[SOURCE EXTRACT]
▼▼▼

The Soul of the Better Living Foundation
Some people are lucky enough to have a true mentor in their life. I was one of them.
For over thirty years, that mentor was my father, Ray.
The sad part is that I can no longer sit down and have this conversation with him. The part I will always be grateful for is the time we did have together.
Dad was the true definition of leading by example. He never set out to make a name for himself. He simply wanted to help the people around him. Recognition was never something he chased—in fact, he usually avoided it unless it was forced upon him.
One question I've never been able to answer is whether he ever stopped to think about the things he did, or whether helping people simply came naturally to him. The older I've become, and the more I've reflected on his life, the more I believe it all came straight from the heart.
He wasn't a wealthy man. We were a single-income family with six people under one roof. Money wasn't something we had an abundance of. Yet somehow, he always found time, energy and whatever resources he could spare to help someone else.
Looking back, I realise it wasn't the big moments that defined him.
It was the hundreds of little ones.
From a young age, I watched him volunteer with our local Auskick program before becoming a junior cricket coach and later the junior coordinator at our local cricket club. At the time, I simply thought that's what dads did.
I couldn't have been more wrong.

▲▲▲

[RAW RECORDS]

▼▼▼

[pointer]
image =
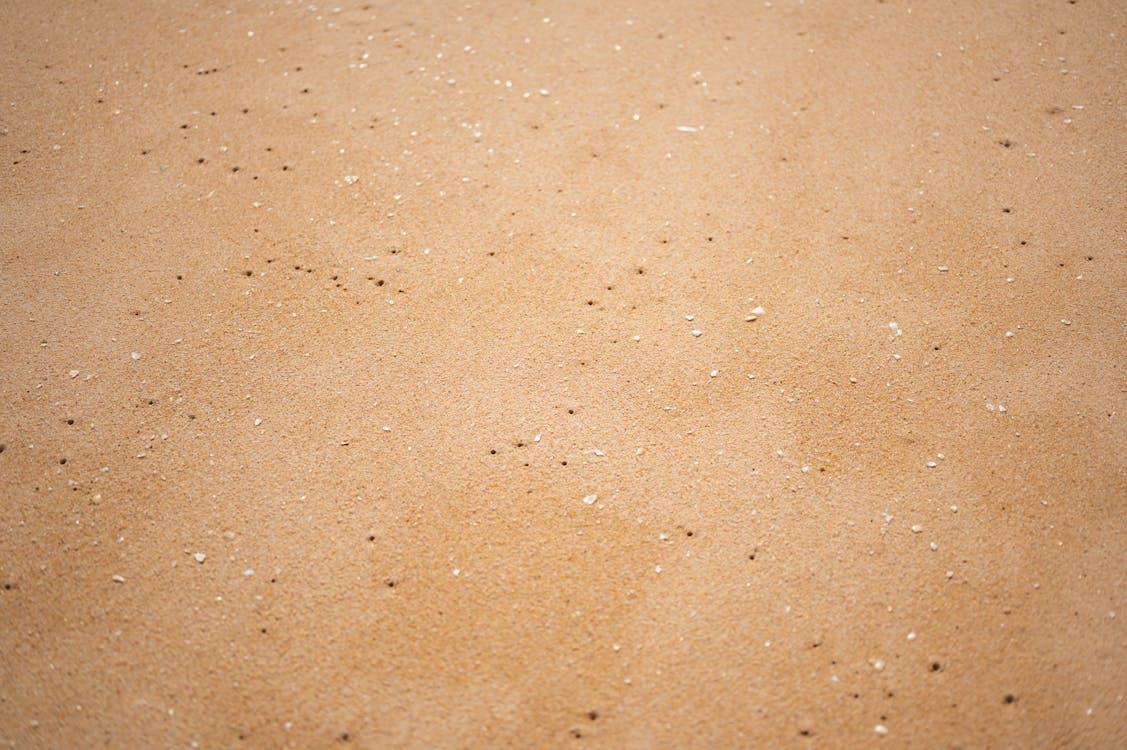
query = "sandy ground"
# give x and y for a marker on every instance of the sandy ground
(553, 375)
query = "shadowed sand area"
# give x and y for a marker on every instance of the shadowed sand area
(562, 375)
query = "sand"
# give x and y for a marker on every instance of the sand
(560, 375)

▲▲▲
▼▼▼

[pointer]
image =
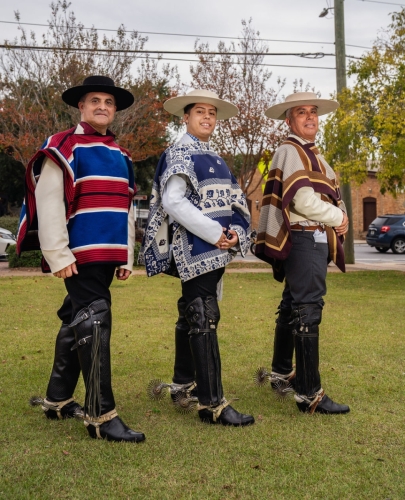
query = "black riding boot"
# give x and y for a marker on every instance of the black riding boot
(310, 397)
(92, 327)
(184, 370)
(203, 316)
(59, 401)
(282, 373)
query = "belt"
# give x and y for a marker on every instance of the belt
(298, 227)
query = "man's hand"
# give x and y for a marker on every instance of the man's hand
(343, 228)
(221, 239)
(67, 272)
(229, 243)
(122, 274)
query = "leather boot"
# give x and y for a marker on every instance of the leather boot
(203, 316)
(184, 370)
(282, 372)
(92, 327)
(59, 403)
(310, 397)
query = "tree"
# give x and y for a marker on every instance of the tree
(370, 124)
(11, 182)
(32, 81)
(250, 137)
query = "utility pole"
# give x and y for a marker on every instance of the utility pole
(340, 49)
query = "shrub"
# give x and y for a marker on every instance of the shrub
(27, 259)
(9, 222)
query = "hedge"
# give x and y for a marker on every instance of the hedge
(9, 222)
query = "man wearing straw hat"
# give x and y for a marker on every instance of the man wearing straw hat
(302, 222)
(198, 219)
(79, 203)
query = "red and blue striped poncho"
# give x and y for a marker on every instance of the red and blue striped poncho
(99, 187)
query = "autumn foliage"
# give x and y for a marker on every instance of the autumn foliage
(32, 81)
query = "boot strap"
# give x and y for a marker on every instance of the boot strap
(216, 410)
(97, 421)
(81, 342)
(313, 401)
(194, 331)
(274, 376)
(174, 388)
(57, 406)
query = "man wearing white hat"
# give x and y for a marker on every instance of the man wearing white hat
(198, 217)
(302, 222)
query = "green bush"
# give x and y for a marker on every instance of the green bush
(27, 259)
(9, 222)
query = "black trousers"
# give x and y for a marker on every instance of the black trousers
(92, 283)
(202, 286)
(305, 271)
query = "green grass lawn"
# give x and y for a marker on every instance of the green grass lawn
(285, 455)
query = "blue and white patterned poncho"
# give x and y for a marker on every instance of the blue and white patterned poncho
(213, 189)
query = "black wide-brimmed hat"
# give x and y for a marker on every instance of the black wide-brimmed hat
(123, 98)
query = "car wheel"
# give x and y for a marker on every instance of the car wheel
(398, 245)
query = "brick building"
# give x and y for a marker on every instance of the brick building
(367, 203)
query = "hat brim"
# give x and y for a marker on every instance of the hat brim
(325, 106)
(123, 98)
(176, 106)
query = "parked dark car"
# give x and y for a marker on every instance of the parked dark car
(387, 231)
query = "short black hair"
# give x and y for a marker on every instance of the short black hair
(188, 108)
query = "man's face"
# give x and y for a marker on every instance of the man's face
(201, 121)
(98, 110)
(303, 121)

▲▲▲
▼▼▼

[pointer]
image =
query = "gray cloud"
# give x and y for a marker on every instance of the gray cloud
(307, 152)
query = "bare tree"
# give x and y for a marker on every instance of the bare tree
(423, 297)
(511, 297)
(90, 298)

▲▲▲

In the text about the Better Living Foundation, how many people lived in the family's home?

Six people lived under one roof.